■ INSTRUCTION ■
Return, word for word, only the lines from the one containing "the yellow stripe" through the last line of the entries.

------------------------------

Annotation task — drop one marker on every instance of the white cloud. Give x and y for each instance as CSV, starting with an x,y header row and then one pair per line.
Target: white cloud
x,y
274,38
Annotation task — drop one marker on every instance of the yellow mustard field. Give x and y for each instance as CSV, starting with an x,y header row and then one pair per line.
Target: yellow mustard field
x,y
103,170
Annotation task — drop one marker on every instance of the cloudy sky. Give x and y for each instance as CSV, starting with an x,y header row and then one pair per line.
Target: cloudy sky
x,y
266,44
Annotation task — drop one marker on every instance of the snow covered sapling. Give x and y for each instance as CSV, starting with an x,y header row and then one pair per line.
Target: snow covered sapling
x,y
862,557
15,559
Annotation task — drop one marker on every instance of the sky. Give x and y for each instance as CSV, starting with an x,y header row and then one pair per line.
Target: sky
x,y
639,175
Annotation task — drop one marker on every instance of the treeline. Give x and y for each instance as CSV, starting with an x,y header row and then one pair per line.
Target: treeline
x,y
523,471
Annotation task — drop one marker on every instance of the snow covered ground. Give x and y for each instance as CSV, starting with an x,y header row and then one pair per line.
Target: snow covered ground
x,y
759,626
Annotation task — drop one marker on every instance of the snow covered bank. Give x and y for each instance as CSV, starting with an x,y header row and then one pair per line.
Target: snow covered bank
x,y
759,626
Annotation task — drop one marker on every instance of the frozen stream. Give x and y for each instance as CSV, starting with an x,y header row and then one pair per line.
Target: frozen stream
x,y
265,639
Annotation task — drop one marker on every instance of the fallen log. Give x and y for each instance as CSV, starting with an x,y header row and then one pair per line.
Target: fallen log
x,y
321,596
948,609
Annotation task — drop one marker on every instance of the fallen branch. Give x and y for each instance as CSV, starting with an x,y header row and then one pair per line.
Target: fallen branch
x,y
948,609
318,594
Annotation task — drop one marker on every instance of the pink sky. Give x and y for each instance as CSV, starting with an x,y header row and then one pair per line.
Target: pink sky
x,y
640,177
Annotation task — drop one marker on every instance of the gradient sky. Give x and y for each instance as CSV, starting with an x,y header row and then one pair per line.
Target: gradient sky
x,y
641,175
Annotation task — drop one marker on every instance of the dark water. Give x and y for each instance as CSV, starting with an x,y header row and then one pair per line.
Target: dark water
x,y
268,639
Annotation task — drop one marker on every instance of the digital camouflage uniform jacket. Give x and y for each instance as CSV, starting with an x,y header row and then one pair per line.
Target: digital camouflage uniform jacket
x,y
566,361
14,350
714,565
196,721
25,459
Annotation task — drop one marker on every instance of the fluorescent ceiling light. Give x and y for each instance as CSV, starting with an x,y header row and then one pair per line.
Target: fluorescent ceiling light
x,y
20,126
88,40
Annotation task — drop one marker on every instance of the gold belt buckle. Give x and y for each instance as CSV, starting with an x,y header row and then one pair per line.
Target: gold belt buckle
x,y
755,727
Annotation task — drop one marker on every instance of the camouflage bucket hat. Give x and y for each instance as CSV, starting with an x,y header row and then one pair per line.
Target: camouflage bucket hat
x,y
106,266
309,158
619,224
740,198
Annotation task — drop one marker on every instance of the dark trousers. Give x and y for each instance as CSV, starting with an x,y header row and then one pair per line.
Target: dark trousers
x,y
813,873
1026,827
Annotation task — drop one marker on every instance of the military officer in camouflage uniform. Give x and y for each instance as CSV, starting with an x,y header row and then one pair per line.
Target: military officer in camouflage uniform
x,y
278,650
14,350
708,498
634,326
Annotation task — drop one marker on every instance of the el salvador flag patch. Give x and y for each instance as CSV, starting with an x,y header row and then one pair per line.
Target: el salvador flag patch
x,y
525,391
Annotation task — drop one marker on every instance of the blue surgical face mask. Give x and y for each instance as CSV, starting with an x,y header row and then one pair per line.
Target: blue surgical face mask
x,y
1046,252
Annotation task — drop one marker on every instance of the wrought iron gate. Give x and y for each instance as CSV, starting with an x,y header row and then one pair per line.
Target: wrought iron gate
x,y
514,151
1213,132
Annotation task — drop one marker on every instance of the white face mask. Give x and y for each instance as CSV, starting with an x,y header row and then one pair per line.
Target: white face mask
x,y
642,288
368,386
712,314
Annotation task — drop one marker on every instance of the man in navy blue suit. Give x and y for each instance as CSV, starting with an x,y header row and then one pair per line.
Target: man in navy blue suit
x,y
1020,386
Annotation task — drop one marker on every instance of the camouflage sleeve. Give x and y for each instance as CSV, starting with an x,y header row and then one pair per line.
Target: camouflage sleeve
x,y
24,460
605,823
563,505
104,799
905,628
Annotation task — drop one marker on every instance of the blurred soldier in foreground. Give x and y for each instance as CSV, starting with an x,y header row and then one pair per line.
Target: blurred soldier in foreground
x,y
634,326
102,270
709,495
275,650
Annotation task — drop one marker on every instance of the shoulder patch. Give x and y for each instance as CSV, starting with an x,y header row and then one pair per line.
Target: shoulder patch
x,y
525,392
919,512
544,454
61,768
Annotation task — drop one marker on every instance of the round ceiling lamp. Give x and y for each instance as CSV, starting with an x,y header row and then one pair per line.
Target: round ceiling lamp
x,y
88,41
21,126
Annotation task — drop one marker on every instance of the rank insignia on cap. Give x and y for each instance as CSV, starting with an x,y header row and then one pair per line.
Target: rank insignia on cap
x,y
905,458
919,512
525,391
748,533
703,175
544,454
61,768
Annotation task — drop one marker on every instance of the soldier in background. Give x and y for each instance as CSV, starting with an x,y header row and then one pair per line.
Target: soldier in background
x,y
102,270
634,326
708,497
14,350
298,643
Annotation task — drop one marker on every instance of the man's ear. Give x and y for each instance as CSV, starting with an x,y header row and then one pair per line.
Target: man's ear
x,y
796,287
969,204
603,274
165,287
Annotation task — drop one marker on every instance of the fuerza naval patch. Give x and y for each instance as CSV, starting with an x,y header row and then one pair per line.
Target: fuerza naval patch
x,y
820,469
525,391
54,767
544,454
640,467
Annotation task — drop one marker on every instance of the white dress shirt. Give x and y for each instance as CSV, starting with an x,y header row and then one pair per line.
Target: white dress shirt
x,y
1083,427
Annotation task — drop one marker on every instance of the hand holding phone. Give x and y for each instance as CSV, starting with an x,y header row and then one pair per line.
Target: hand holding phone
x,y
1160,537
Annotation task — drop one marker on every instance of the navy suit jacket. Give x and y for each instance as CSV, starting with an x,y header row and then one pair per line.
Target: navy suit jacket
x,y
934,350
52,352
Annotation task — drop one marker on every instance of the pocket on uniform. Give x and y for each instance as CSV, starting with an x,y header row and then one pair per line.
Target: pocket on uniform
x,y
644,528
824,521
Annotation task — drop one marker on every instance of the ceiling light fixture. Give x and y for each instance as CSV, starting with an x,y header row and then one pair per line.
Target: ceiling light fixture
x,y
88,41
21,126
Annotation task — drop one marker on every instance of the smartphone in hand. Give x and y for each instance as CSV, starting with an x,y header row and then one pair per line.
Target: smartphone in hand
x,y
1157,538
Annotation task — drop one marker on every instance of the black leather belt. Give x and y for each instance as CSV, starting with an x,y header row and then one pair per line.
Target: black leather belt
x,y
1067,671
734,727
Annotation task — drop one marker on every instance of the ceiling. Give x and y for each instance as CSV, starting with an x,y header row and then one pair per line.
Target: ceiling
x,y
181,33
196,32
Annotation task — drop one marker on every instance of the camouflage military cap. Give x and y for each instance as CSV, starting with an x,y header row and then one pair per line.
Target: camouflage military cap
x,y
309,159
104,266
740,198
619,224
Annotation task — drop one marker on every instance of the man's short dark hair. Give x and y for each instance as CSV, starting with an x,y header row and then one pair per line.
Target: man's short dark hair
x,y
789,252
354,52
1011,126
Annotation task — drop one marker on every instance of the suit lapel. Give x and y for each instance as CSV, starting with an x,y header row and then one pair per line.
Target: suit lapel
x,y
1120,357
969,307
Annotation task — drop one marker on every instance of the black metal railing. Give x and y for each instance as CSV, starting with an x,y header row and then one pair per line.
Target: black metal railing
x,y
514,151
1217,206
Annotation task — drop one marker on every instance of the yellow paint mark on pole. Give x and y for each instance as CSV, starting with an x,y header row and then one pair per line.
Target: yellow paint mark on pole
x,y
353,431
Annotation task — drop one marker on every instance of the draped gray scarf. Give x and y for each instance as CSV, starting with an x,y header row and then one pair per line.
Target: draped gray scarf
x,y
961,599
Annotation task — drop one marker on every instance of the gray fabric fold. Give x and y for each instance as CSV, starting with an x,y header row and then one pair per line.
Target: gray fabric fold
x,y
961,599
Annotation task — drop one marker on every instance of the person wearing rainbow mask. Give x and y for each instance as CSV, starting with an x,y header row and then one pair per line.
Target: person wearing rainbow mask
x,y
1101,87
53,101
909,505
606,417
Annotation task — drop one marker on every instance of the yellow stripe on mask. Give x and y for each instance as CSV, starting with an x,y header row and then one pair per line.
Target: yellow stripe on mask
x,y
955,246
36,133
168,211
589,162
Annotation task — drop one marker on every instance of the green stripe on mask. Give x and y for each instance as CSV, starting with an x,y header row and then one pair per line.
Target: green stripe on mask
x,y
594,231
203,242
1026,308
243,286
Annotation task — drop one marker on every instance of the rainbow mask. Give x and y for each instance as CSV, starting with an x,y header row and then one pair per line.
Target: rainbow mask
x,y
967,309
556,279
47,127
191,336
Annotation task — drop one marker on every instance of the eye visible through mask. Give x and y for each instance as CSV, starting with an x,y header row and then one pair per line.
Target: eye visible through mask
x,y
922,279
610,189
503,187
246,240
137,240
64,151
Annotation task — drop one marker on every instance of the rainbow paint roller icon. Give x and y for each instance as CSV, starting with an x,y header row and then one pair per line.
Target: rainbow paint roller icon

------------------------------

■ EXERCISE SOLUTION ■
Annotation task — drop one marker on every instance of the yellow stripe on mask. Give x and y for each instance as CSV, starting with an x,y header row and then one pair per line.
Target: yellow stripe on mask
x,y
955,246
36,133
168,211
589,162
Annotation task — drop one marker on every instance of the green stripe on mask. Give x and y for each instance as CSV, starting with an x,y header row and then one pair per line.
Target: green stripe on mask
x,y
594,231
203,242
1026,308
243,286
Annotation task — drop one marker on every instance of the rainbow mask. Give x and y for each instance as CSV, starting with an x,y header row and then one pair per line.
Target: rainbow mask
x,y
967,309
556,279
47,127
191,336
Annotation task — drop one marker on every instance of the eye visible through mask. Give x and y for each instance as CSV, starting with an x,y header row and then one pair per line.
Target: eye visible through mask
x,y
922,279
610,189
503,187
246,240
137,240
64,151
Annotation task — drop one marker on every instance of the rainbow paint roller icon. Give x and y for each instance as CSV, starting with an x,y header row and then one pair per line.
Target: rainbow paint roller icon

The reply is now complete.